(Dataset excerpts on object pointing)
________

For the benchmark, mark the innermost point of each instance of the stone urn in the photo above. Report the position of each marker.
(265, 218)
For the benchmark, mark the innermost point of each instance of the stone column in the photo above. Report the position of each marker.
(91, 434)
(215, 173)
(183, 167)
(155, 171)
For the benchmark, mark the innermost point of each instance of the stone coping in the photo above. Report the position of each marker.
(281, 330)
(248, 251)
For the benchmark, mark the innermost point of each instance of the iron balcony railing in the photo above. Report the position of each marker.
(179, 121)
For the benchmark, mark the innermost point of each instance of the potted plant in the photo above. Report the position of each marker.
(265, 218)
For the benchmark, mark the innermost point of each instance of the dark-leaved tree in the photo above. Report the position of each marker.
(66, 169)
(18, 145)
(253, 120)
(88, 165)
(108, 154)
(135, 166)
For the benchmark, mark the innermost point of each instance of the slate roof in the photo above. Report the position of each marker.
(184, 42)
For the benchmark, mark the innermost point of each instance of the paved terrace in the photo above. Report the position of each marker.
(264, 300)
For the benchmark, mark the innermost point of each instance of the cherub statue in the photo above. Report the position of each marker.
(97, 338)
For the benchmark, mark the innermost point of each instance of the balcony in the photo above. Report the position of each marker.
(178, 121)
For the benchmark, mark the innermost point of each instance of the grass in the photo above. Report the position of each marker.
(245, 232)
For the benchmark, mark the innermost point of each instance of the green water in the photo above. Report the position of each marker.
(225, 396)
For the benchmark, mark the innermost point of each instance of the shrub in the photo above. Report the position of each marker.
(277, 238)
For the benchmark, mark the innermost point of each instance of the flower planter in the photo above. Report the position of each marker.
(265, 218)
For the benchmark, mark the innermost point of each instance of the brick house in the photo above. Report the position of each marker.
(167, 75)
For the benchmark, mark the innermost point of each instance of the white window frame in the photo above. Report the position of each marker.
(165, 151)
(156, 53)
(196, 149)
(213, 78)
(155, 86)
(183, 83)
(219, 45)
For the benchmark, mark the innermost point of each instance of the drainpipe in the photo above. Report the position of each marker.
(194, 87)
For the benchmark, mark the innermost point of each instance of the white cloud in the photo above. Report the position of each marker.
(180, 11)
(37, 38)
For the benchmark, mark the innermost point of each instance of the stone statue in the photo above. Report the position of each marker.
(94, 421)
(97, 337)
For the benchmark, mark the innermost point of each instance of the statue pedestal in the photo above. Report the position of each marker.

________

TO BE DONE:
Reproduce the data above with every "innermost point" replaced by "central point", leaving everything else as it is.

SOLUTION:
For the benchmark, mark the central point of each instance of the stone urn in the photo above. Report the position of each marker.
(265, 218)
For the benchmark, mark the central point of each instance of the stone column in the photo above. Report the position of each marker.
(91, 434)
(215, 173)
(183, 167)
(155, 171)
For the benchmark, mark the central point of each instance of the stone coping in the photo above. Report the position of each marker.
(281, 330)
(248, 251)
For the benchmark, mark the central point of each instance of the iron balcony railing in the photo above. Report the position of each marker.
(179, 121)
For the benchmark, mark the central point of each instance of the potted plant in the photo above. Report the position of each marker.
(265, 218)
For the benchmark, mark the central point of each instance of the dark-leaved tree in the photo above. Report the position of each marker.
(66, 169)
(18, 145)
(253, 120)
(88, 165)
(108, 154)
(135, 166)
For the benchmark, mark the central point of each instance of the slate roof in the photo above. Report the position of each marker.
(184, 42)
For the benchmark, mark the central point of each instance of the paved terrace in the photo above. Report the position of each marker.
(264, 300)
For the benchmark, mark the central point of each instance of the cherub statue in the photo above. Report the position of each marker.
(97, 338)
For the benchmark, mark the central point of each instance of the balcony in the photo above. Report the position of each marker.
(178, 121)
For the benchmark, mark the central point of each instance of the grass in the photo above. Report the position of each marker.
(245, 232)
For the benchmark, mark the central point of each instance of the green water in the photo above. Report the position of each marker.
(225, 396)
For the benchmark, mark the central point of each instance of the shrub in the photo above. Report the position of each marker.
(277, 238)
For the benchmark, mark the central point of each instance of the flower planter in the photo above. Report the position of each marker.
(265, 218)
For the benchmark, mark the central point of each instance of the brick house in the photo above. Report the position of each marker.
(167, 75)
For the benchmark, mark the central point of each instance of the white window frame in the photo above. Report the position of each marker.
(165, 151)
(156, 53)
(196, 149)
(213, 78)
(155, 86)
(183, 83)
(219, 45)
For the benchmark, mark the central point of each instance of the drainpipe in the photo above. Report the position of each marker.
(194, 87)
For the benchmark, mark the central point of each instance of the white cloud in the photo above. Report the position of each marker.
(180, 11)
(37, 38)
For the benchmark, mark the central point of each instance of the stone statue in the photo above. Report the position of each marker.
(94, 421)
(97, 337)
For the benchmark, mark the central point of each instance of the statue pedestal in the photo above. Report the position of each marker.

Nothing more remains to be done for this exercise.